**WORK TO COMPLETE**
Reproduce the music review excerpt below word for word, from its first line to its last.

**SELECTED EXTRACT**
Finally, Jake shows his expression of fast paced blend of rock and acid jazz on tracks like “Forced Relocation” and “Dolphy.” Jake does his best Eddie Van Halen guitar licks with syncopated rock beats type driving monotonic beats with heavy moving drums. If Jake’s goal was to showcase his multiple talents on all instruments, composing complex and thoughtful songs, he succeeded. Jake is a very patient musician, which is evident on his self-titled album.
Joel Cummins | Common Sense
For as long as I’ve known Joel Cummins, he’s always been a keyboardist trying to push the limits on the keyboard. From his pre-Umphreys days to his new Common Sense, Joel has always tried to find new ways to use the keyboards as both a melodic and harmonic instrument, as well as a percussive instrument. Joel’s new album let’s the listener hear what he’s come up with.

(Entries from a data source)
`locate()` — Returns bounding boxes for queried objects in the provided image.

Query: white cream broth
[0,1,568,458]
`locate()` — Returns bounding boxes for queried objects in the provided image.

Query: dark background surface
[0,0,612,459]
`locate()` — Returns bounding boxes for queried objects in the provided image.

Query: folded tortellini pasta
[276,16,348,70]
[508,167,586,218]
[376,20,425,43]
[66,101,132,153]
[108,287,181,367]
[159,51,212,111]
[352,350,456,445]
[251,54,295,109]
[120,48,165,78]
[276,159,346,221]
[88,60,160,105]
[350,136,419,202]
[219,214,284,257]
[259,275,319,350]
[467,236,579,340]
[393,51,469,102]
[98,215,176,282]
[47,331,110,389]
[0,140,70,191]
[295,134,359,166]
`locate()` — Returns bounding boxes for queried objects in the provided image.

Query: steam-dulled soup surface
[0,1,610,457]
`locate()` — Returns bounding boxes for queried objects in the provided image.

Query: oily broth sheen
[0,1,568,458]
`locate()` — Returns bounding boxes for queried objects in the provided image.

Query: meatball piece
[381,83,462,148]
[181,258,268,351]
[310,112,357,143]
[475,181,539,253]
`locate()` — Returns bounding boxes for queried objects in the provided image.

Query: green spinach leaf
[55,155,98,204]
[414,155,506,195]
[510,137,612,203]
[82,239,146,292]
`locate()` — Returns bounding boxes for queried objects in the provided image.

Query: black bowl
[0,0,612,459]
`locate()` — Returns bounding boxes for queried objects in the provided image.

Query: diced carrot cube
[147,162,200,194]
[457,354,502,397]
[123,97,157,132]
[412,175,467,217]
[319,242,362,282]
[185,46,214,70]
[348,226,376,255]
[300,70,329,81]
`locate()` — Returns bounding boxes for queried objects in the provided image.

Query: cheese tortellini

**REPLY TO THE TASK**
Finally, Jake shows his expression of fast paced blend of rock and acid jazz on tracks like “Forced Relocation” and “Dolphy.” Jake does his best Eddie Van Halen guitar licks with syncopated rock beats type driving monotonic beats with heavy moving drums. If Jake’s goal was to showcase his multiple talents on all instruments, composing complex and thoughtful songs, he succeeded. Jake is a very patient musician, which is evident on his self-titled album.
Joel Cummins | Common Sense
For as long as I’ve known Joel Cummins, he’s always been a keyboardist trying to push the limits on the keyboard. From his pre-Umphreys days to his new Common Sense, Joel has always tried to find new ways to use the keyboards as both a melodic and harmonic instrument, as well as a percussive instrument. Joel’s new album let’s the listener hear what he’s come up with.